**ТЕКСТ ДЛЯ ЧТЕНИЯ**
◆ ◆ ◆
12. Итак, [...] постепенно поднимаясь к Тому, Кто создал меня, прихожу к равнинам и обширным дворцам памяти, где находятся сокровищницы, куда свезены бесчисленные образы всего, что было воспринято. Там же сложены и все наши мысли, преувеличившие, преуменьшившие и, вообще, как-то изменившие то, о чем сообщили наши внешние чувства. Туда передано и там спрятано все, что забвением еще не поглощено и не погребено. Находясь там, я требую показать мне то, что я хочу; одно появляется тотчас же, другое приходится искать дольше, словно откапывая из каких-то тайников; что-то вырывается целой толпой, и вместо того, что ты ищешь и просишь, выскакивает вперед, словно говоря: «может, это нас?» Я мысленно гоню их прочь, и наконец, то, что мне нужно, проясняется и выходит из своих скрытых убежищ. Кое-что возникает легко и проходит в стройном порядке, который и требовался: идущее впереди уступает место следующему сзади и, уступив, скрывается, чтобы выступить вновь, когда я того пожелаю. Именно так и происходит, когда я рассказываю о чем-либо по памяти.

13. Там раздельно и по родам сохраняется все, что внесли внешние чувства, каждое своим путем: глаза сообщили о свете, о всех красках и формах тел, уши — о всевозможных звуках; о всех запахах — ноздри; о всех вкусах — рот; все тело в силу своей общей чувствительности — о том, что твердо или мягко, что горячо или холодно, гладко или шероховато, тяжело или легко, находится вне или в самом теле. Все это память принимает для последующей, если она потребуется, переработки и обдумыванья, в свои обширные кладовые и еще в какие-то укромные неописуемые закоулки: для всего имеется собственный вход, и все там складывается.

Входят, однако, не сами чувственные предметы, а образы их, сразу же предстающие перед умственным взором того, кто о них вспомнил. Кто скажет, как они образовались, хотя и ясно, каким чувством они схвачены и спрятаны внутри?
◆ ◆ ◆
**ПОКАЗАННЫЕ ЗАПИСИ**
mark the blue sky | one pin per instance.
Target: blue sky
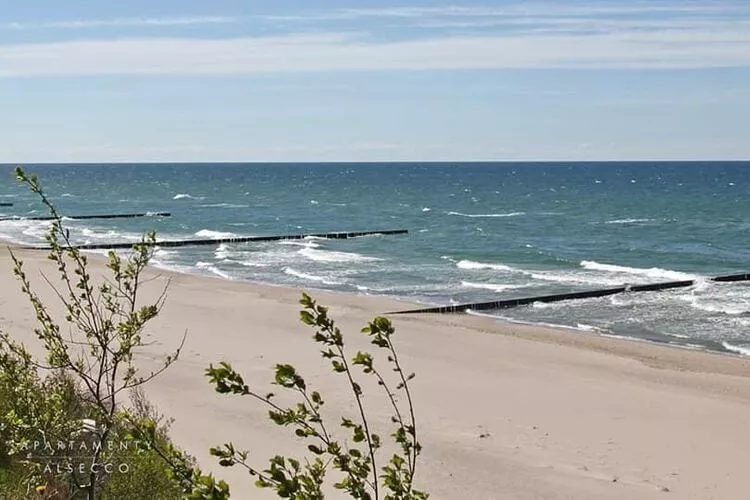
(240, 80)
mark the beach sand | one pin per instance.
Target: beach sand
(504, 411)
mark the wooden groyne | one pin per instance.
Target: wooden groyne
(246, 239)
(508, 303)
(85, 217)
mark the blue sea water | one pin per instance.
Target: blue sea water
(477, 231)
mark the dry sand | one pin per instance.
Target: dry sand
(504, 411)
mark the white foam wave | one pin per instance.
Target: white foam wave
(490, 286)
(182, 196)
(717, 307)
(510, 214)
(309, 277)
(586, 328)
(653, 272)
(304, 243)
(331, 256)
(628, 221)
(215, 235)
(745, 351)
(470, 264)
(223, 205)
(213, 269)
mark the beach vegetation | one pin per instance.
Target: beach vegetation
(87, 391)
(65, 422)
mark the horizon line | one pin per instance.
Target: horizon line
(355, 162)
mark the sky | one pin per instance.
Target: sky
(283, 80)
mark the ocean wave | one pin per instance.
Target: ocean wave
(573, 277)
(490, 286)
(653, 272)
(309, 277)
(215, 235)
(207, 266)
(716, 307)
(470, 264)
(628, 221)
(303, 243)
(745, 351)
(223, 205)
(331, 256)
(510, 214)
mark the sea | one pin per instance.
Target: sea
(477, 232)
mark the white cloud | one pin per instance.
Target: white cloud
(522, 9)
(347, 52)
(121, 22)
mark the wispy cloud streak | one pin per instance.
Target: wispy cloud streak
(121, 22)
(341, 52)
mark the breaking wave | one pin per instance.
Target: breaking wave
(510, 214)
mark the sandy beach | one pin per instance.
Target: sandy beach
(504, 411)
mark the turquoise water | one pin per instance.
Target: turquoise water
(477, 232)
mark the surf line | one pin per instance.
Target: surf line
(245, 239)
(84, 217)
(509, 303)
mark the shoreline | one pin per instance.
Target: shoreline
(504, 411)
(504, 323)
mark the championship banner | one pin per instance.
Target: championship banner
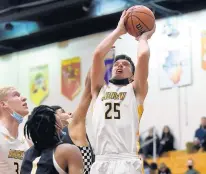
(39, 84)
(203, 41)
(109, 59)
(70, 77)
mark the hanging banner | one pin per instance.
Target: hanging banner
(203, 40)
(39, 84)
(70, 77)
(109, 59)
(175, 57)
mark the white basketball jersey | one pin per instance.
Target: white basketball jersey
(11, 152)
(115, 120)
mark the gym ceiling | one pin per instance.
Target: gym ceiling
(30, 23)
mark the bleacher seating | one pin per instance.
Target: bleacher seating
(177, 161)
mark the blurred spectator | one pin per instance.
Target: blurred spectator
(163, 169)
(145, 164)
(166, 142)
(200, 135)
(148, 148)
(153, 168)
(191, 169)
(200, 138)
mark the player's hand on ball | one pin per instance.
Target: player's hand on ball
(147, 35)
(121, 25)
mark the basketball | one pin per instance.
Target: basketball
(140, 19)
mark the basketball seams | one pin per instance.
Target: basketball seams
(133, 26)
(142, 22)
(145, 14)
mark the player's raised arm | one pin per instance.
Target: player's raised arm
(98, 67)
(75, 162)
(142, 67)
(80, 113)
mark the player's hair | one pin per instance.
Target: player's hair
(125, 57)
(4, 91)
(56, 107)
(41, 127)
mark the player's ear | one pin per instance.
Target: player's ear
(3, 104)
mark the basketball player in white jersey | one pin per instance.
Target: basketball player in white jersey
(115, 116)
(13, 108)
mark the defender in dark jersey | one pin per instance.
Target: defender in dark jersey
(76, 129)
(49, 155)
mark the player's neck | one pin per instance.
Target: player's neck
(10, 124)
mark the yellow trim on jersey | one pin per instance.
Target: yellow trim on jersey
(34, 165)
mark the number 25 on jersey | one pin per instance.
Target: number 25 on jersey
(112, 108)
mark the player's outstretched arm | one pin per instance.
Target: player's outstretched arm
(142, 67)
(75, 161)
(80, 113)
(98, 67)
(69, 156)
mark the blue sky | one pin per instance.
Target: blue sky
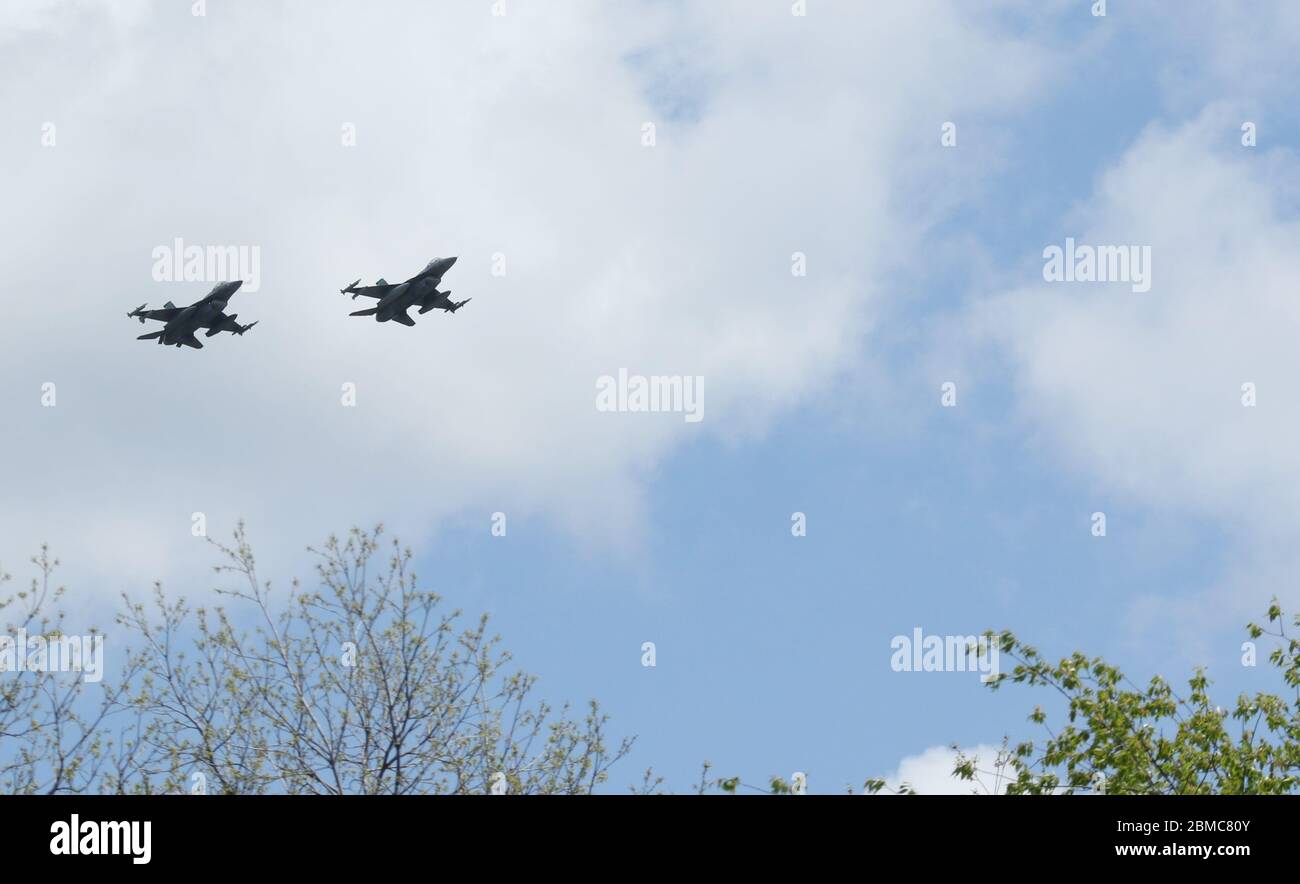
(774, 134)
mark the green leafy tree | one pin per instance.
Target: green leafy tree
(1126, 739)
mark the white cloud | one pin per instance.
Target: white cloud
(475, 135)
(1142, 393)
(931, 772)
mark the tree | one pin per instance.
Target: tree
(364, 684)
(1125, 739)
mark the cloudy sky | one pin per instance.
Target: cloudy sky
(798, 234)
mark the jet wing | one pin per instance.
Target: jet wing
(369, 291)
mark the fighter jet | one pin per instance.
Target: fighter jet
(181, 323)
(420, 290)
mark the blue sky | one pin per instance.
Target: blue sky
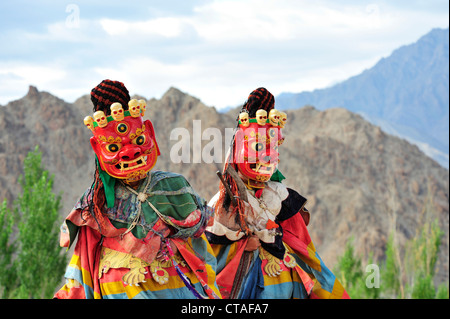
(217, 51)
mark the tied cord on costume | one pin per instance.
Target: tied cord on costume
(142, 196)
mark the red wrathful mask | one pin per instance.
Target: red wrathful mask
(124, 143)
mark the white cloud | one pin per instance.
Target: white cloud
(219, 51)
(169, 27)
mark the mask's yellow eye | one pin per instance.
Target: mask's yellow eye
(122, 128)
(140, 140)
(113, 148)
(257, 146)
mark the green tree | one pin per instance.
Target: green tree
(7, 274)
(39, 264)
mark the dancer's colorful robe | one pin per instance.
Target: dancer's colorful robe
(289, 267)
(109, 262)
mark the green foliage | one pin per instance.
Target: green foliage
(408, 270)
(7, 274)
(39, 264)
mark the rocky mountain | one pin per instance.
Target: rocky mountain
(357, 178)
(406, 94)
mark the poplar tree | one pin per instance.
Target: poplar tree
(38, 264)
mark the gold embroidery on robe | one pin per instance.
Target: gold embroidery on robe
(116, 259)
◆ ◆ ◆
**ЧТО СДЕЛАТЬ**
A) Что, по словам текста о памяти, входит в память вместо самих чувственных предметов?
B) Напишите продолжение текста о памяти, начиная сразу после его последнего предложения.

**ОТВЕТЫ**
A) Образы этих предметов.

B)
Пусть я живу в темноте и безмолвии, но если захочу, я могу вызвать в памяти краски, различу белое от черного, да и любые цвета один от другого. Тут же находятся и звуки, но они не вторгаются и не вносят путаницы в созерцаемые мной зрительные образы: они словно спрятаны и отложены в сторону. Я могу, если мне угодно, вытребовать и их, и они тут как тут: язык мой в покое, горло молчит, а я пою, сколько хочется, и зрительные образы, которые, однако, никуда не делись, не вмешиваются и ничего не нарушают, пока я перебираю другую сокровищницу, собранную слухом. Таким же образом вспоминаю я, когда мне захочется, то, что внесено и собрано другими моими чувствами; отличаю, ничего не обоняя, запах лилий от запаха фиалок; предпочитаю мед виноградному соку и мягкое жесткому, ничего при этом не отведывая и ничего не ощупывая, а только вспоминая.

14. Все это происходит во мне, в огромных палатах моей памяти. Там в моем распоряжении небо, земля, море и все, что я смог воспринять чувством, — все, кроме мной забытого. Там встречаюсь я и сам с собой и вспоминаю, что я делал, когда, где и что чувствовал в то время, как это делал. Там находится все, что я помню из проверенного собственным опытом и принятого на веру от других. Пользуясь этим же богатством, я создаю по сходству с тем, что проверено моим опытом, и с тем, чему я поверил на основании чужого опыта, то одни, то другие образы; я вплетаю их в прошлое; из них тку ткань будущего: поступки, события, надежды — все это я вновь и вновь обдумываю как настоящее. «Я сделаю то-то и то-то», — говорю я себе в уме моем, этом огромном вместилище, полном стольких великих образов, — за этим следует вывод: «О если бы случилось то-то и то-то!». «Да отвратит Господь то-то и то-то», — говорю я себе, и когда говорю, тут же предстают передо мной образы всего, о чем говорю, извлеченные из той же сокровищницы памяти. Не будь их там, я не мог бы вообще ничего сказать.

15. Велика она, эта сила памяти, Господи, слишком велика! Это святилище величины беспредельной. Кто исследует его глубины! И, однако, это сила моего ума, она свойственна моей природе, но я сам не могу полностью вместить себя. Ум тесен, чтобы овладеть собой же. Где же находится то самое, чего он не вмещает? Ужели вне его, а не в нем же самом? Каким же образом он не вмещает этого? Великое изумление все это вызывает во мне, оцепенение охватывает меня.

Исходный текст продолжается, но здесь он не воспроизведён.